# START OF Extract provided

Consider another aspect of the problem in warfare of movement. We are all taught how to set up a command post and establish communications. But that has been found not to be the real difficulty. The troublesome question is, when to make a complete set-up, when to lay all our wires. A premature set-up kills the momentum of the movement and expends valuable wire. Yet how do we maintain control without the complete set-up; to what degree do we first establish a command post?

Consider the matter of direction and boundaries. Without a detailed map, a graphic solution is not often possible. How then, will you manage this? Can you think of a substitute for coordinates, named ridges, hills, and rivers, that all can see on the detailed maps?

Let us consider the opening phases of a fight, advance guard or leading detachments driving in the enemy’s covering detachments in order to develop the main line of resistance, and something of the hostile dispositions. Machine guns and automatic rifles are much more deadly weapons today than in 1918. We have improved tremendously in our technique for handling them. How quickly then do you think small covering forces could be driven in? How much fighting and time would be required to make certain you were merely opposed by a small group with a few automatic weapons? To what extent would these small actions cause premature deployments, loss of time and loss of direction?

Go further into the fighting, and a very serious problem arises, for which we have not yet found a satisfactory solution. The machine gun opposing you is seldom in your front. It is usually one or two thousand yards off to your flank, completely concealed from view to its front, and well concealed from your view. How will you meet this dilemma? Even after you locate the gun, how will you be able to designate its position for effective artillery fire or trench mortar treatment?

Naturally, the enemy will do all in his power to disguise the layout of his front, and to disarrange the direction of advance of your several units. How will you offset this difficulty?

# END OF Extract provided
# START OF Data listing

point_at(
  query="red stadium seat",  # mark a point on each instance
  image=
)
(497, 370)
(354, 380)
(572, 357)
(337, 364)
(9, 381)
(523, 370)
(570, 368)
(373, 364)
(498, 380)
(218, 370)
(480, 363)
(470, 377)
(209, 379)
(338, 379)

# END OF Data listing

» **Task to complete**:
Reproduce the entire passage on warfare of movement word for word. The material comes from a separate source unrelated to the passage.

» **Exercise solution**:
Consider another aspect of the problem in warfare of movement. We are all taught how to set up a command post and establish communications. But that has been found not to be the real difficulty. The troublesome question is, when to make a complete set-up, when to lay all our wires. A premature set-up kills the momentum of the movement and expends valuable wire. Yet how do we maintain control without the complete set-up; to what degree do we first establish a command post?

Consider the matter of direction and boundaries. Without a detailed map, a graphic solution is not often possible. How then, will you manage this? Can you think of a substitute for coordinates, named ridges, hills, and rivers, that all can see on the detailed maps?

Let us consider the opening phases of a fight, advance guard or leading detachments driving in the enemy’s covering detachments in order to develop the main line of resistance, and something of the hostile dispositions. Machine guns and automatic rifles are much more deadly weapons today than in 1918. We have improved tremendously in our technique for handling them. How quickly then do you think small covering forces could be driven in? How much fighting and time would be required to make certain you were merely opposed by a small group with a few automatic weapons? To what extent would these small actions cause premature deployments, loss of time and loss of direction?

Go further into the fighting, and a very serious problem arises, for which we have not yet found a satisfactory solution. The machine gun opposing you is seldom in your front. It is usually one or two thousand yards off to your flank, completely concealed from view to its front, and well concealed from your view. How will you meet this dilemma? Even after you locate the gun, how will you be able to designate its position for effective artillery fire or trench mortar treatment?

Naturally, the enemy will do all in his power to disguise the layout of his front, and to disarrange the direction of advance of your several units. How will you offset this difficulty?